Replace "generate a box per detection" with "produce one bounding box for each match" wherever it occurs in the records below, changing nothing else. Leave the pictures out of the rewritten version.

── DATA ENTRIES ──

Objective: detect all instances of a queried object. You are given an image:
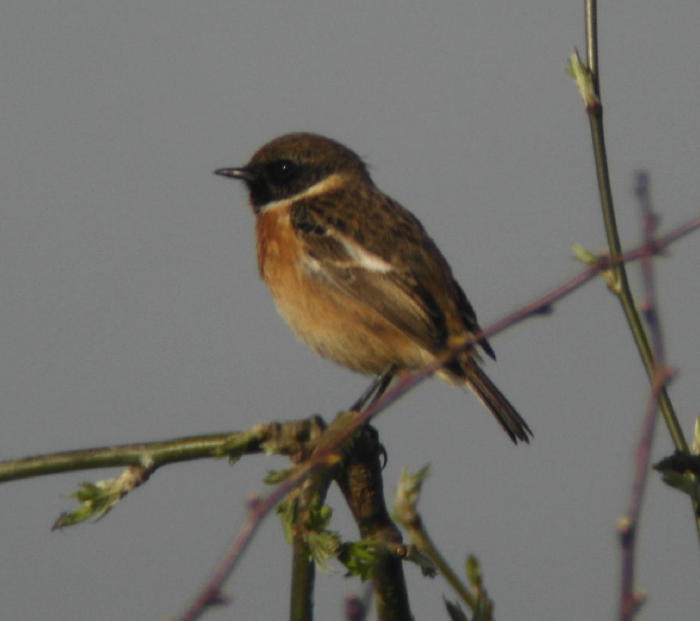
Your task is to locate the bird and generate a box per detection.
[214,132,532,443]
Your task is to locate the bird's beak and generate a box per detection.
[214,168,254,181]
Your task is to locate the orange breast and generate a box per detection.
[256,208,433,375]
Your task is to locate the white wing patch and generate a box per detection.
[337,235,394,274]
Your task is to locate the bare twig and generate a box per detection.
[618,172,673,621]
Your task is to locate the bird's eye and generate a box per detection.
[266,160,299,185]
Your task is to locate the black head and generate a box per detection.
[215,133,369,213]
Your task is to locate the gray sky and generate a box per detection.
[0,0,700,621]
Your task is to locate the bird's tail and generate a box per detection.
[460,358,532,444]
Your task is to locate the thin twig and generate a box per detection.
[618,172,673,621]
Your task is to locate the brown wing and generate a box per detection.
[292,189,492,353]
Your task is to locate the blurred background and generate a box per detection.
[0,0,700,621]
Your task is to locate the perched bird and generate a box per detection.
[215,133,532,442]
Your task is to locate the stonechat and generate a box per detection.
[216,133,532,442]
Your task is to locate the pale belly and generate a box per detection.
[258,212,434,375]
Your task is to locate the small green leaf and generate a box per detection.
[307,530,341,571]
[52,466,150,530]
[338,539,381,581]
[263,468,294,485]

───

- **EXERCISE RESULT**
Objective: detect all instances of a queried object. You are given an image:
Your task is to locate the bird and produce one bounding box for each match.
[214,132,532,443]
Your task is to locate the bird's beak and produce one bounding box for each match.
[214,168,254,181]
Your task is to locate the orange breast and produce one bounding box for each match.
[256,208,433,375]
Your task is to locate the white wing patch and produce one bounding box for each match.
[337,235,394,274]
Your task is to locate the bare twig and produce one bounding box for each match.
[618,172,673,621]
Your task is to locate the bird's eye and produce one bounding box for each match.
[266,160,299,185]
Your task is to locate the black head and produce one bounding box for each match.
[215,133,369,213]
Your task is to locate the gray sky and produce one bounding box for each match.
[0,0,700,621]
Your task is to locate the bird's tail and produce one bounding box for each match.
[460,358,532,444]
Your task is to locate the thin twig and produce one bounding box for each match.
[618,172,673,621]
Your task is to locate the brown wing and produce one bounding box for each match.
[292,189,492,353]
Your task is to locate the blurred background and produce one bounding box for each match.
[0,0,700,621]
Your task is to locate the perched bird and produce one bounding box for each match.
[215,133,532,442]
Your task is to locate the stonechat and produce one bounding box for each match.
[216,133,532,442]
Your task is to locate the pale belly and produce one bounding box for each match.
[258,212,434,375]
Your task is to locate the small green leaf and produce one bounding box for each match.
[307,530,341,571]
[52,466,150,530]
[338,539,381,581]
[263,468,294,485]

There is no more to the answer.